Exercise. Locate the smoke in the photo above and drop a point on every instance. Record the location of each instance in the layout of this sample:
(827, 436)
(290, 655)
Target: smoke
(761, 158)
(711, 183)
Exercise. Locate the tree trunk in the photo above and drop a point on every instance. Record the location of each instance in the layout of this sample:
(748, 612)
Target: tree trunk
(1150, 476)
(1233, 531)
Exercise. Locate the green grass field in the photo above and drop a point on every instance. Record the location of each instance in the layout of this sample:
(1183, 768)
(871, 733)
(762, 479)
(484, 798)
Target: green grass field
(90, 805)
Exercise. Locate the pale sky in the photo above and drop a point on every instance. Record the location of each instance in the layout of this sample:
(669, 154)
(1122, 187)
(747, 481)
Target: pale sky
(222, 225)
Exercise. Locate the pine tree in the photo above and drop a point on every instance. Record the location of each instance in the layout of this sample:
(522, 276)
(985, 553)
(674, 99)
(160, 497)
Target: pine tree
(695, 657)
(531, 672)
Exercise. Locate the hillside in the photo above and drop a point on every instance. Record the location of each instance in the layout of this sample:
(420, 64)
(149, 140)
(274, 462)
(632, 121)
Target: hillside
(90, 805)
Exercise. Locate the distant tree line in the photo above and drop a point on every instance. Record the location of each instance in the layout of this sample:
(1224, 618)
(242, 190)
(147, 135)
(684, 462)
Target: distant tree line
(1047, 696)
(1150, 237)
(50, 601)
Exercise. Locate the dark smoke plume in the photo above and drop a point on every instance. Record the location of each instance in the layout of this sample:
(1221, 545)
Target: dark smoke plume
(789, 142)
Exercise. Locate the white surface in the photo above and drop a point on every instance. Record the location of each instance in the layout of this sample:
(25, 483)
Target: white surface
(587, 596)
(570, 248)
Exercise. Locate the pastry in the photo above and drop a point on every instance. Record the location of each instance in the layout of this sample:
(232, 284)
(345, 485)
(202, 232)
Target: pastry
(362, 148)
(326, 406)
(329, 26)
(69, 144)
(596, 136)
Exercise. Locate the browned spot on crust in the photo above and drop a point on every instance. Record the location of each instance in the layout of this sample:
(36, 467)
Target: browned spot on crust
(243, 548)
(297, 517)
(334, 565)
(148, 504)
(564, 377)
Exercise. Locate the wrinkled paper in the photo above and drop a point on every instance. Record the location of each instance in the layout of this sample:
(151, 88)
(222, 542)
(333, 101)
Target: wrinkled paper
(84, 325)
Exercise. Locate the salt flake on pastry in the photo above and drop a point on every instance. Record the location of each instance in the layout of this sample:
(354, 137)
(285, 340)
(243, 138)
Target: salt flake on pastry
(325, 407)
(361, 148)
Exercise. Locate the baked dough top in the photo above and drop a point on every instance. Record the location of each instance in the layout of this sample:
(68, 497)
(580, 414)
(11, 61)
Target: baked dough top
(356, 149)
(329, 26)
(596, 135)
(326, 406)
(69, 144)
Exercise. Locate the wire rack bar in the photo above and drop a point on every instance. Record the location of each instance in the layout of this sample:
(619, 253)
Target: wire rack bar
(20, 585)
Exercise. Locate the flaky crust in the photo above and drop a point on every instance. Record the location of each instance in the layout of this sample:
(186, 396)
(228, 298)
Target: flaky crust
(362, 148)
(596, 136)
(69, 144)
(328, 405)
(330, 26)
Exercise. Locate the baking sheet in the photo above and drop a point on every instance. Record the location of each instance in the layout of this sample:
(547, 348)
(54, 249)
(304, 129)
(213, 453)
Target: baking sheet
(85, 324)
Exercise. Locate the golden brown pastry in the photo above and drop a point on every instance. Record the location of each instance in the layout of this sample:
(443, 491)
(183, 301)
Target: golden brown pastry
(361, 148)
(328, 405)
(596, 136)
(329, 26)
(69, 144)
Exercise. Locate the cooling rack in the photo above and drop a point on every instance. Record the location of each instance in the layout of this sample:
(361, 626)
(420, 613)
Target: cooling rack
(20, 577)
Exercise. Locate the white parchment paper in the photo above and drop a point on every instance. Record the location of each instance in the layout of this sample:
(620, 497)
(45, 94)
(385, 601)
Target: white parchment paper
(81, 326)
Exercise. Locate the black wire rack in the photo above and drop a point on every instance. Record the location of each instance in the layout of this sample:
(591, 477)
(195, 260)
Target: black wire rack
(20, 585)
——————————
▸ INSTRUCTIONS FOR THE TASK
Reproduce the data, keeping every line exactly the same.

▸ WRITTEN SOLUTION
Exercise. Locate the smoke in the photo above and drop a point on every instance. Record the location of each instance in the layout of this sample:
(827, 436)
(290, 655)
Target: smoke
(761, 158)
(711, 183)
Exercise. Locate the tree trunk in the photo above and drop a point on every instance. Record the location of each instance in the layout of this sample:
(748, 612)
Target: tree trunk
(1150, 476)
(1233, 531)
Exercise. Locate the green grass field in the photo above and drop a point on every instance. Record the location of each instance in the layout of this sample:
(1183, 768)
(871, 733)
(762, 479)
(484, 798)
Target: green grass field
(90, 805)
Exercise. Locate the pale sky in the photo above and drop a point on every instance. Record the location of each instance in the layout of this sample:
(669, 154)
(1122, 187)
(747, 481)
Target: pale sky
(222, 225)
Exercise. Locate the pine tree in the photo above and drop a point on every instance. Record the location of each instance in the layout of this sample:
(522, 276)
(985, 553)
(674, 99)
(160, 497)
Target: pine tree
(695, 657)
(531, 672)
Exercise. Locate the hillside in the photo above and drop a point on every instance. Record the location of each instance in the layout of this sample:
(420, 64)
(149, 140)
(274, 462)
(632, 121)
Target: hillside
(90, 805)
Exercise. Locate the distant tree line in the photo above and drop a point on every instance. Record the location of each instance in the layout of this sample:
(1224, 618)
(242, 190)
(147, 135)
(684, 462)
Target: distant tree line
(1047, 696)
(1150, 237)
(50, 601)
Exercise. Locate the dark smoke plume in the photo above and drop a point on every instance. Record the location of each instance in the layout of this sample:
(1221, 545)
Target: dark smoke plume
(789, 142)
Exercise. Locate the white surface in the photo above and drop a point on every instance. Record the location of each instance in the layout of this sample:
(25, 483)
Target: white surface
(587, 596)
(570, 248)
Exercise. Locate the pastry in the photo above and drop a point on every instance. Record the location of each instance in the layout of this sample:
(232, 284)
(345, 485)
(202, 232)
Target: pastry
(362, 148)
(326, 406)
(329, 26)
(69, 144)
(596, 136)
Exercise. Locate the browned spot on crust in the photo above and drop a point on every instance. Record the location of each instance in the layout of this sample:
(36, 467)
Target: browned spot on crust
(243, 548)
(297, 517)
(334, 565)
(148, 504)
(564, 377)
Exercise. Locate the wrinkled paper in the photo above and drop a point on every instance. Record the location of each instance in the layout of this sample:
(151, 88)
(222, 542)
(333, 101)
Target: wrinkled paper
(84, 325)
Exercise. Locate the salt flake on pastry in the photo above and drop a point on every instance. Record the location of each instance in the layout of this sample:
(354, 137)
(285, 340)
(243, 138)
Target: salt flake on pastry
(325, 407)
(361, 148)
Exercise. Locate the baked dough top in the photo above and drop a point on every instance. Record the location of each instance in the layout of this sample:
(68, 497)
(580, 414)
(11, 61)
Target: baked dough top
(356, 149)
(329, 26)
(596, 135)
(326, 406)
(69, 144)
Exercise. Locate the wire rack bar in the photo above and drop a point on every instance. Record the location of each instance in the layout of this sample:
(619, 253)
Target: wire rack bar
(20, 585)
Exercise. Locate the flaky crust in the photo above and drop a point on every instance. Record the location of each instance in the layout of this sample:
(186, 396)
(228, 298)
Target: flaky crust
(362, 148)
(596, 136)
(69, 144)
(328, 405)
(330, 26)
Exercise. Locate the baking sheet in the photo above and drop a point on every instance. Record the location of each instance in the layout of this sample:
(547, 348)
(54, 249)
(304, 129)
(213, 453)
Target: baking sheet
(85, 324)
Exercise. Locate the golden brown pastry in the photo above and drop a point on every instance. Record the location of each instance in the layout of this sample:
(443, 491)
(183, 301)
Target: golden brown pastry
(361, 148)
(328, 405)
(596, 136)
(329, 26)
(69, 144)
Exercise. Locate the cooling rack in the photo above and drop a point on every instance. Record the location of each instance in the layout of this sample:
(361, 626)
(420, 613)
Target: cooling rack
(20, 577)
Exercise. Locate the white parchment paper in the photo above and drop a point on every instance. Record the location of each instance in the layout of this sample:
(620, 497)
(45, 94)
(385, 601)
Target: white parchment paper
(81, 326)
Exercise. Locate the black wire rack in the photo above and drop a point on every instance. Record the location of each instance in the layout of this sample:
(591, 477)
(195, 260)
Target: black wire rack
(20, 585)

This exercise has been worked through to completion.